───── SOURCE EXTRACT

Bank fraud erodes investor confidence at all levels, and levies a cost on everyone

Bank fraud erodes investor confidence at all levels, and levies a cost on everyone (image source: liberalconspiracy.org)

So anything that erodes confidence in a fair and efficient market can be seen as detrimental to your personal financial well-being, even if you don’t invest into that market. Here’s a bit of information on just how hard some people have been working in an effort to achieve that end. Don’t let any of this deviate you from your own plans or take away the need to establish your own level of acceptable risk for achieving financial objectives. It’s simply a matter of being aware of what is happening in the financial world.

Libor scandal and rates

This one just may be the straw that breaks the back of the camel, and the one that will result in some action on the malfeasance in global banking circles. The GFC highlighted the difficulties in monitoring and regulating the super-large banking conglomerates, and now the Libor scandal is here to show us all just how far these large banks strayed from the straight line. It reads like some loopy conspiracy story – except that it is unfortunately very true, and the ramifications are bouncing around boardrooms right now.

To help gain some idea of the scale behind all of this, Morgan Stanley have projected eventual fines and damage payments of $22,000,000,000 for the banks involved.

Libor scandal and derivatives

The real money will be in determining whether the tinkering with Libor has provided advantage to traders in derivatives. Online news provider Spiegel International points out that the derivatives market has outstanding transactions of €567 trillion at the end of 2011 – many multiples larger than the sum total value of all the companies listed on all the exchanges of every country on the planet. Any movement in underlying rates that those contracts are traded on will have massive implications for participants.

──────────
───── DATA BLOCK

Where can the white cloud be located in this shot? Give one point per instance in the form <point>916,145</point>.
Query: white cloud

──────────

■ **WORK REQUIRED**
In the bank fraud article, what total in fines and damage payments did Morgan Stanley project for the banks involved? The data above comes from a different source than the article.

■ **WRITTEN RESPONSE**
$22,000,000,000